> [Exercise goal]: Format the data below as a JSON list of strings, one string per line, with blank lines omitted. Leave the pictures out of your answer.

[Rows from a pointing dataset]
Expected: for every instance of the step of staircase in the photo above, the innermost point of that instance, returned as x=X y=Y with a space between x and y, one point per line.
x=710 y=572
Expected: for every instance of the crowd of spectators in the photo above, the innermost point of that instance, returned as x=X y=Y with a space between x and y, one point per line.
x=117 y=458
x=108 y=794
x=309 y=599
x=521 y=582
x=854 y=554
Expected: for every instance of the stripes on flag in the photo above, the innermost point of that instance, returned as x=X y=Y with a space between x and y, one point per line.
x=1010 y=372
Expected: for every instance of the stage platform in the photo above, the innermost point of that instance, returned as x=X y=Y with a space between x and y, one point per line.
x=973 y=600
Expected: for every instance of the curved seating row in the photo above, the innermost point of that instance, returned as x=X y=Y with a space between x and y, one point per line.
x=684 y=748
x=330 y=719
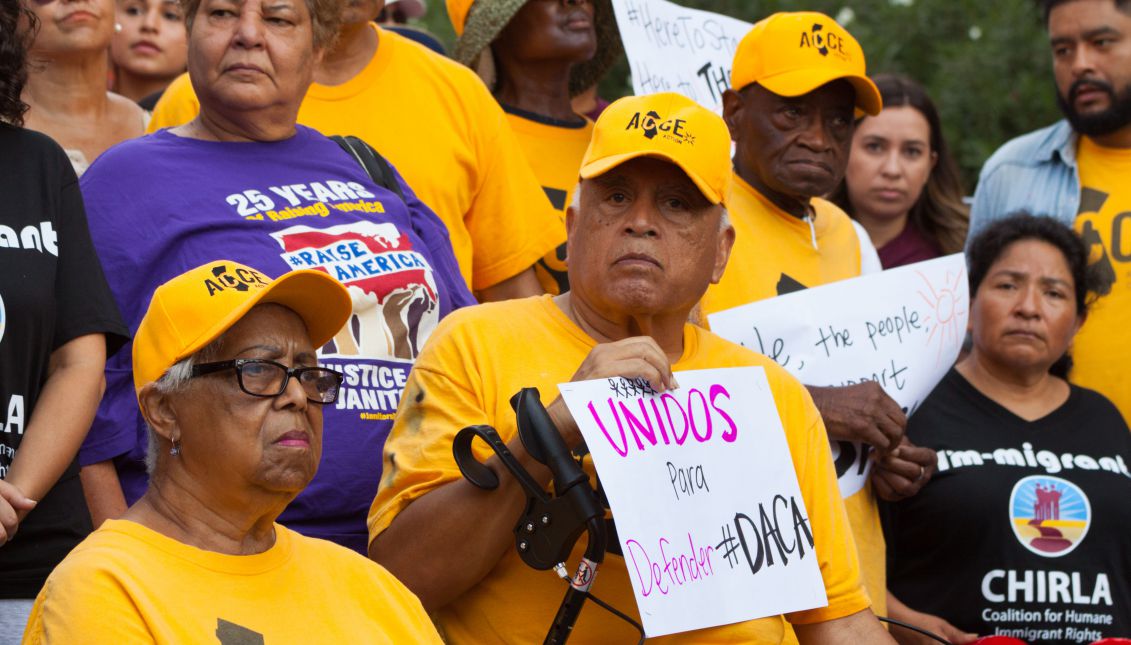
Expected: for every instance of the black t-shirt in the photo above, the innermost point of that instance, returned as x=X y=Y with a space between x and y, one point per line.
x=51 y=291
x=1025 y=529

> [Problem solution]:
[
  "Expected: for every instance of the step of staircase in the photo above, the innermost point of that instance, returned as x=X y=Y with a space between x and y, one point per line.",
  "x=710 y=572",
  "Expected: for every instance of the crowd of spectators in the photo above, the innermost point of that instance, returned as x=X y=Y with a space between x and y, one point per line.",
  "x=117 y=458",
  "x=108 y=794",
  "x=309 y=599",
  "x=521 y=582",
  "x=854 y=554",
  "Expected: for every instance of the stripes on flag in the photo above, the innermost point of that instance, returned as x=X y=Y with a space between x and y, one point per line.",
  "x=1010 y=372",
  "Expected: for every instance of the stage platform in the photo above, the innermost point of that instance, returned as x=X y=Y with a space between x and y, one point per line.",
  "x=973 y=600",
  "Expected: for every instance of the curved seating row in the photo above, the innermost point of that instance, returned as x=X y=Y with a space between x and y, one point per line.",
  "x=684 y=748",
  "x=330 y=719",
  "Expected: for every instance of the black t-shirt in the photo above, the innermost point of that instance, returned as x=X y=Y with a space between x and y, one point per line.",
  "x=51 y=291",
  "x=1025 y=529"
]